[DATA FOR REVIEW]:
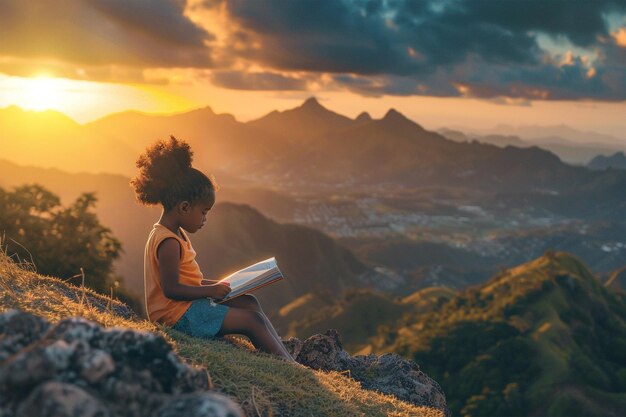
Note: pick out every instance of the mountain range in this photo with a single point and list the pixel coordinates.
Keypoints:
(235, 236)
(585, 147)
(308, 146)
(543, 338)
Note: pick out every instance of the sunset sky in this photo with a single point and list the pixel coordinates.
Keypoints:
(466, 63)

[ASSIGNED TASK]:
Retype the data above as given, letting no picture into the copy.

[REPLY]:
Note: pick out every instance of the mountain range in this photo with a single point and list the pixel coordinates.
Keypoints:
(235, 236)
(585, 147)
(308, 146)
(543, 338)
Note: pick out every instance of the sunset sky in this photo with a single point and list the pixel coordinates.
Keypoints:
(466, 63)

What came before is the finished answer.